> _TASK DESCRIPTION_: Continue the report on the Supreme Court's sentencing of Bhushan for contempt, starting after its final sentence.

[SELECTED PASSAGE Boundary: Start]

Purging for contempt

The court held that merely undergoing the penalty imposed on a contemnor is not sufficient to complete the process of purging himself for contempt. It held that in order to purge criminal contempt something more than an apology is needed; the Court has to be satisfied as to the genuineness of the apology to make an order that contemnor has purged himself of the contempt.

But before the contempt is purged, the advocate could suffer the consequences of Rule 11 of the Rules which postulates that in case the advocate has been found guilty of contempt of court, his authority to act or plead in any court stands snapped.

The court referred to Pravin C. Shah   v.   K.A.  Mohd   Ali and Anr which upheld Rule 11 of the Rules framed by the High Court of Kerala under Section 34(1) of the Advocates Act, 1961 which states that, “No advocate who has been found guilty of contempt of Court shall be permitted to appear, act or plead in any Court unless he has purged himself of the contempt”.

The court also referred to the press conference held by former senior most judges of the Supreme Court on January 12, 2018. Bhushan had justified his averments basis this press conference. The court opined, “We hope it was the first and the last occasion that the Judges have gone to press, and God gives wisdom to protect its dignity by internal mechanism, particularly, when   allegations   made,   if   any,   publicly   cannot   be   met   by   sufferer Judges.  It would cause suffering to them till eternity.”

About the tweets

The court, while making a final reference to the two tweets, the court stated, “It is not expected of a person who is a part of the system of administration of justice and who owes a duty to the said system, to make such tweets which are capable of shaking the confidence of general public and further making wild allegations in the affidavit thereby further attempting to malign the said institution.”

The court further held that “Fair criticism is not to be silenced, but an advocate has to remind himself/herself, where he/she crosses the zone of propriety, and the Court cannot continuously ignore it, and the system cannot be made to suffer.  When the criticism turns into malicious and scandalous allegations thereby tending to undermine the confidence of the public and the institution as a whole, such a criticism cannot be ignored.”

About going to press in a subjudice matter

The court held that, “In a sub judice matter, releasing such statement to the press in advance is an act of impropriety and has the effect of interfering with the judicial process”. The court held that the fact that Bhushan went to press after being convicted for contempt means the tolerance of the court was being tested by resorting to unscrupulous methods.

Decision on sentencing

Firstly, the court refused to recall its judgement convicting Bhushan of contempt, as suggested by Senior Advocate Rajiv Dhavan, the counsel for Bhushan. “While sentencing, we have to act with objectivity in relation to the person and the actual effect,” the court observed.

[SELECTED PASSAGE Boundary: End]
[EXCERPTED RECORDS Boundary: Start]

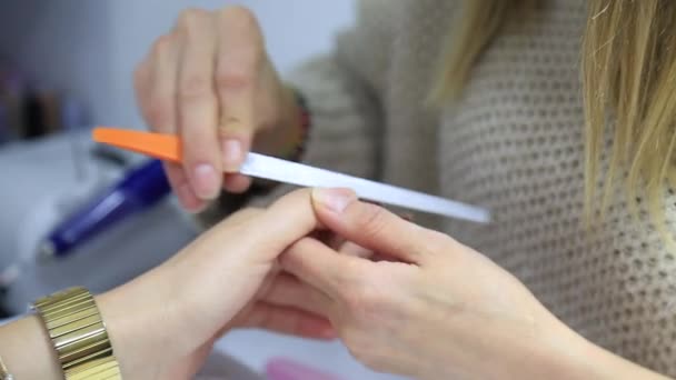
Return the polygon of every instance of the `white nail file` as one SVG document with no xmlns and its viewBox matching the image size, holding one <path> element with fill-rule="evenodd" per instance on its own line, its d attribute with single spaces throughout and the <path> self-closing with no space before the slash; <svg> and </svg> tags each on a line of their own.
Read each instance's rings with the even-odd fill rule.
<svg viewBox="0 0 676 380">
<path fill-rule="evenodd" d="M 477 223 L 490 221 L 488 210 L 476 206 L 258 153 L 249 153 L 239 171 L 246 176 L 300 187 L 348 188 L 360 199 L 448 218 Z"/>
</svg>

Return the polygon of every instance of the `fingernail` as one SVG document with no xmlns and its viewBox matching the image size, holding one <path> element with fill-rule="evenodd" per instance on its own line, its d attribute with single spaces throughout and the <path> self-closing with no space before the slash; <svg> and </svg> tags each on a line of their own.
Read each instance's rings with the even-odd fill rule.
<svg viewBox="0 0 676 380">
<path fill-rule="evenodd" d="M 201 201 L 197 198 L 190 183 L 183 182 L 178 186 L 176 189 L 176 194 L 178 196 L 178 200 L 186 211 L 190 213 L 197 213 L 200 211 Z"/>
<path fill-rule="evenodd" d="M 195 167 L 193 183 L 195 193 L 201 199 L 215 199 L 218 196 L 218 173 L 212 166 L 200 163 Z"/>
<path fill-rule="evenodd" d="M 327 209 L 340 213 L 348 207 L 348 204 L 357 199 L 357 197 L 351 190 L 347 189 L 316 188 L 312 190 L 312 199 Z"/>
<path fill-rule="evenodd" d="M 236 139 L 228 139 L 223 141 L 222 146 L 223 154 L 223 167 L 226 171 L 237 171 L 243 159 L 241 141 Z"/>
</svg>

[EXCERPTED RECORDS Boundary: End]

> _ANSWER BOX_:
The court held that while the public has the right to criticize, they are “required to abstain from imputing improper motives to those taking part in the administration of justice.”

The court was also perturbed that Bhushan mentioned in his supplementary statement dated August 24 that the court asked him to take 2-3 days to reconsider his statements while the court’s order states  that time was given to the “contemnor to submit unconditional apology, if he so desires”.

The court held, “Virtual exchange during the course of the proceedings is not what is the order of the Court but it could be a tentative expression of that exchange during the course of hearing.  However, ultimately what is final is the order of the Court.”

“It would have been better if the aforesaid part was not mentioned in the supplementary statement, but we cannot stop anybody from making any statement, but we consider it not to be a proper statement as to what should have been the words in the order of the Court.   We have not coerced the contemnor to submit the apology and have clearly mentioned that time was given to submit unconditional apology, “if he so desires”.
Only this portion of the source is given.